---- THE INPUT

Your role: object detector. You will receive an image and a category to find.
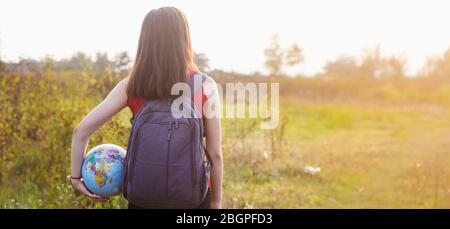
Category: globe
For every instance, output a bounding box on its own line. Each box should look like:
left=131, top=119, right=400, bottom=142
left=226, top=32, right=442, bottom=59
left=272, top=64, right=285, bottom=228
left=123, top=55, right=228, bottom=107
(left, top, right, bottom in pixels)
left=81, top=144, right=126, bottom=197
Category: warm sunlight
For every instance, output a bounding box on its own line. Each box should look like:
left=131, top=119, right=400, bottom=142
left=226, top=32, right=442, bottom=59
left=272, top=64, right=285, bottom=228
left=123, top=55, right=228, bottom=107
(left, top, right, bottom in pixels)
left=0, top=0, right=450, bottom=75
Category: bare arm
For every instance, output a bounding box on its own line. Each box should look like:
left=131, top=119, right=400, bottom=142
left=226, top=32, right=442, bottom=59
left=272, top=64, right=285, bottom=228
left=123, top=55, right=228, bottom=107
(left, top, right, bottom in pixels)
left=71, top=78, right=128, bottom=198
left=205, top=78, right=223, bottom=208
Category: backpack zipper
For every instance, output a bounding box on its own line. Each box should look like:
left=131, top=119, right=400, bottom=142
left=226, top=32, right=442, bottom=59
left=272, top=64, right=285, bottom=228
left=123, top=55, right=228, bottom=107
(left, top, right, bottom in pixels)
left=166, top=121, right=173, bottom=196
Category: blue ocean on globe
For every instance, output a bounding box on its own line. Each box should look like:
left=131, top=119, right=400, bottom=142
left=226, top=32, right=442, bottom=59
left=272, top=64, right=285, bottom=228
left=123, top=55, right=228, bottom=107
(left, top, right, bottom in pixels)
left=81, top=144, right=126, bottom=197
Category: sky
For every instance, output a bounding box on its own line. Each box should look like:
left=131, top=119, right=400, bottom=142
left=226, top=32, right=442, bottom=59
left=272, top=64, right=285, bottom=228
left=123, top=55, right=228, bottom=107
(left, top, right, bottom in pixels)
left=0, top=0, right=450, bottom=75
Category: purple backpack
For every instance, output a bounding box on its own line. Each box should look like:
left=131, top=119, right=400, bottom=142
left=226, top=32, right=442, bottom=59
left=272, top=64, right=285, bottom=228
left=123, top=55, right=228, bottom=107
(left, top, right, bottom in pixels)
left=123, top=73, right=210, bottom=208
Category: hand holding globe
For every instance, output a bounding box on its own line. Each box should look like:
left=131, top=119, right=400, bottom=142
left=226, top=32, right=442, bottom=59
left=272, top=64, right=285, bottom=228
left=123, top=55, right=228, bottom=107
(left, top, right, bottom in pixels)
left=71, top=144, right=126, bottom=200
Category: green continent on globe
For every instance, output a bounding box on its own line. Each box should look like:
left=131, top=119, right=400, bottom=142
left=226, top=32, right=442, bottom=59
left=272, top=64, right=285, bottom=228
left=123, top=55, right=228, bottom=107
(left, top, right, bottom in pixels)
left=86, top=156, right=114, bottom=188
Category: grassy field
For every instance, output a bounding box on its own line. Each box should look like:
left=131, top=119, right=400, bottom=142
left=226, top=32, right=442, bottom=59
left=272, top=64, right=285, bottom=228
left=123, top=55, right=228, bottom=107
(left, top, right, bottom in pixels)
left=0, top=72, right=450, bottom=208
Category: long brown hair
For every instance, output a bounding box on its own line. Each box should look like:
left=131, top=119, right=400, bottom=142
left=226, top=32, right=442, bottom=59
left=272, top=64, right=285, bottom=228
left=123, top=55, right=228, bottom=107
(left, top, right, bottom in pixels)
left=127, top=7, right=195, bottom=99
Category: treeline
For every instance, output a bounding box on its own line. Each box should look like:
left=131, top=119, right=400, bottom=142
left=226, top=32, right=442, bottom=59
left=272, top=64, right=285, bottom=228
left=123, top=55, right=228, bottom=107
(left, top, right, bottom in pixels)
left=264, top=35, right=450, bottom=79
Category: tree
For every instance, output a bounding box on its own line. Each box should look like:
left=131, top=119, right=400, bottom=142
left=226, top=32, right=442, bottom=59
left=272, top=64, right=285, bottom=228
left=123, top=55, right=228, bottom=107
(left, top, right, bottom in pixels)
left=324, top=56, right=359, bottom=77
left=424, top=48, right=450, bottom=78
left=114, top=52, right=131, bottom=72
left=264, top=35, right=283, bottom=75
left=93, top=53, right=114, bottom=75
left=66, top=52, right=93, bottom=72
left=384, top=56, right=406, bottom=78
left=359, top=46, right=382, bottom=79
left=286, top=43, right=303, bottom=67
left=194, top=52, right=209, bottom=72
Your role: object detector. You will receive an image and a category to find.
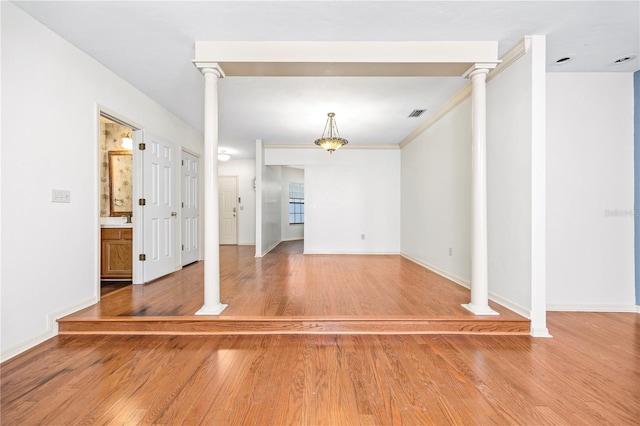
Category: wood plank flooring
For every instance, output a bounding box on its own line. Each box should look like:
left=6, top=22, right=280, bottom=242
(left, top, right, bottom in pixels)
left=0, top=312, right=640, bottom=426
left=59, top=242, right=529, bottom=334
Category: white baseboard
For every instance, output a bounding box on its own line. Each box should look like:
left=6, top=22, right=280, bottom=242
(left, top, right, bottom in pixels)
left=304, top=250, right=398, bottom=256
left=547, top=303, right=640, bottom=312
left=400, top=253, right=471, bottom=289
left=257, top=241, right=282, bottom=257
left=400, top=253, right=532, bottom=318
left=489, top=293, right=528, bottom=318
left=531, top=327, right=553, bottom=338
left=0, top=297, right=98, bottom=362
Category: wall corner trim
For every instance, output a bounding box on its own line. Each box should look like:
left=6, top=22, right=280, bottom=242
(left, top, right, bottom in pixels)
left=0, top=296, right=98, bottom=362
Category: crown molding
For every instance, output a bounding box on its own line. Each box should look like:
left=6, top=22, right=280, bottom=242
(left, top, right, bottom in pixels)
left=264, top=143, right=400, bottom=151
left=400, top=36, right=531, bottom=148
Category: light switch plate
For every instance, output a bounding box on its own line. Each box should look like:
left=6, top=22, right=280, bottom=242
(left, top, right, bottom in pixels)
left=51, top=189, right=71, bottom=203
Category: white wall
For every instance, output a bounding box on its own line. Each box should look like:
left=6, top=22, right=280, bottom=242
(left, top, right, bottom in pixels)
left=281, top=167, right=304, bottom=241
left=218, top=160, right=256, bottom=245
left=0, top=2, right=202, bottom=359
left=401, top=99, right=471, bottom=286
left=547, top=73, right=635, bottom=311
left=402, top=38, right=546, bottom=334
left=487, top=45, right=532, bottom=313
left=265, top=147, right=400, bottom=254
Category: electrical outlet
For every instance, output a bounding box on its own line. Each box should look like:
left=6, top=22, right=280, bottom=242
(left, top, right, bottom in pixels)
left=51, top=189, right=71, bottom=203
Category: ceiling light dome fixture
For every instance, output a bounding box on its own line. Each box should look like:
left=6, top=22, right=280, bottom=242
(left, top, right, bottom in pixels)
left=122, top=132, right=133, bottom=151
left=314, top=112, right=349, bottom=154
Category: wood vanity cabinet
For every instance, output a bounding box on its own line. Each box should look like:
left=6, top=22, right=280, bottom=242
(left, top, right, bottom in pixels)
left=101, top=228, right=133, bottom=279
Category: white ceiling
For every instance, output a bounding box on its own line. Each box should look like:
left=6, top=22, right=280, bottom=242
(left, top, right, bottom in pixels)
left=14, top=0, right=640, bottom=158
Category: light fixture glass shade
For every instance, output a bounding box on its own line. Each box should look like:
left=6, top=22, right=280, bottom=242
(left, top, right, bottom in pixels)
left=122, top=133, right=133, bottom=150
left=314, top=112, right=349, bottom=153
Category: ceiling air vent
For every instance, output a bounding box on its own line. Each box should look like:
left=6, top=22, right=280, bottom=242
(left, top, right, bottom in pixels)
left=409, top=109, right=426, bottom=118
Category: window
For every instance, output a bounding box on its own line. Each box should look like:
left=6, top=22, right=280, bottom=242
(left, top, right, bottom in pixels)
left=289, top=182, right=304, bottom=225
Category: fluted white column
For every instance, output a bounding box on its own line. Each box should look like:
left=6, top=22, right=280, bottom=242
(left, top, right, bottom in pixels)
left=462, top=68, right=498, bottom=315
left=196, top=66, right=227, bottom=315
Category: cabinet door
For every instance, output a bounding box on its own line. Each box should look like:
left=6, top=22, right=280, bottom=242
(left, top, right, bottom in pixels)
left=102, top=229, right=133, bottom=278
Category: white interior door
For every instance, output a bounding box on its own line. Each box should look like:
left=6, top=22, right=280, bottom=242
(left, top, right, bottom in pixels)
left=218, top=176, right=238, bottom=244
left=181, top=151, right=200, bottom=266
left=134, top=130, right=177, bottom=283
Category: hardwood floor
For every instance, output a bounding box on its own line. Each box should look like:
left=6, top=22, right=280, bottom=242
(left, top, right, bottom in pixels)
left=0, top=312, right=640, bottom=426
left=59, top=241, right=529, bottom=334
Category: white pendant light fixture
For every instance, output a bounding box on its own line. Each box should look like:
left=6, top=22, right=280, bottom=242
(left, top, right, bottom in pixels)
left=314, top=112, right=349, bottom=154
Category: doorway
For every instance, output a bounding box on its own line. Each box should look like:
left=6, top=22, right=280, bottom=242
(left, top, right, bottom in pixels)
left=99, top=112, right=136, bottom=296
left=218, top=176, right=238, bottom=245
left=181, top=151, right=200, bottom=266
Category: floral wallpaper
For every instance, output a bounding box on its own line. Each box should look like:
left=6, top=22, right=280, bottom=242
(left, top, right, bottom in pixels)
left=100, top=117, right=132, bottom=217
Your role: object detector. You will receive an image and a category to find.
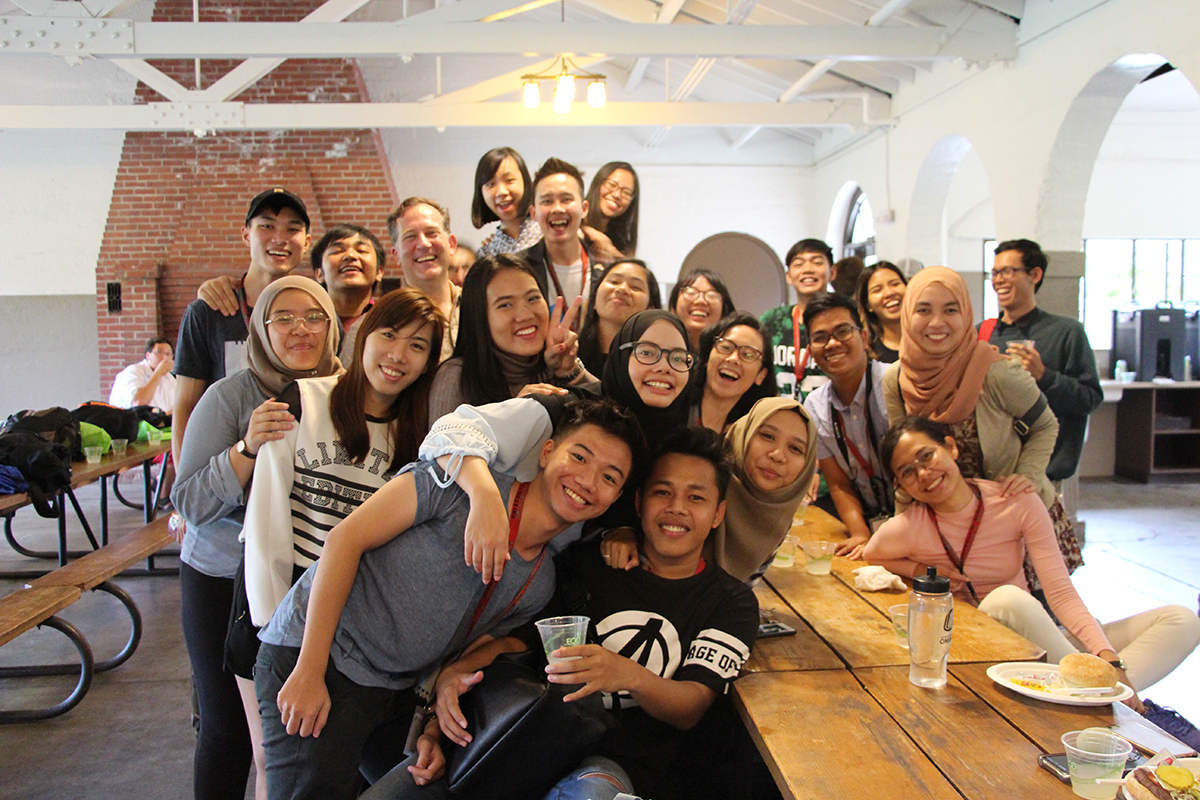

--------

WHAT IS REQUIRED –
Duplicate the lines of the records from the line with "Category: green continent on globe" to the line with "left=264, top=35, right=450, bottom=79", including both of those lines.

RESULT OF THIS TASK –
Category: green continent on globe
For every instance, output a bounding box on its own line. Each box should look like:
left=131, top=119, right=400, bottom=142
left=226, top=32, right=442, bottom=59
left=272, top=64, right=285, bottom=228
left=123, top=55, right=228, bottom=107
(left, top, right, bottom in pixels)
left=86, top=156, right=114, bottom=188
Category: grassy field
For every instance, output a bounding box on its own line. Each box should look like:
left=131, top=119, right=400, bottom=142
left=226, top=32, right=442, bottom=59
left=272, top=64, right=285, bottom=228
left=123, top=55, right=228, bottom=107
(left, top, right, bottom in pixels)
left=0, top=72, right=450, bottom=208
Category: long brown hair
For every instance, output a bounding box on its own line. Each box should look like:
left=131, top=119, right=400, bottom=142
left=226, top=32, right=442, bottom=59
left=272, top=64, right=285, bottom=228
left=123, top=55, right=228, bottom=107
(left, top, right, bottom in pixels)
left=127, top=7, right=195, bottom=99
Category: treeline
For every instance, output a bounding box on its own line. Each box should look like:
left=131, top=119, right=400, bottom=142
left=226, top=32, right=442, bottom=59
left=272, top=64, right=285, bottom=228
left=123, top=55, right=228, bottom=107
(left, top, right, bottom in pixels)
left=264, top=35, right=450, bottom=79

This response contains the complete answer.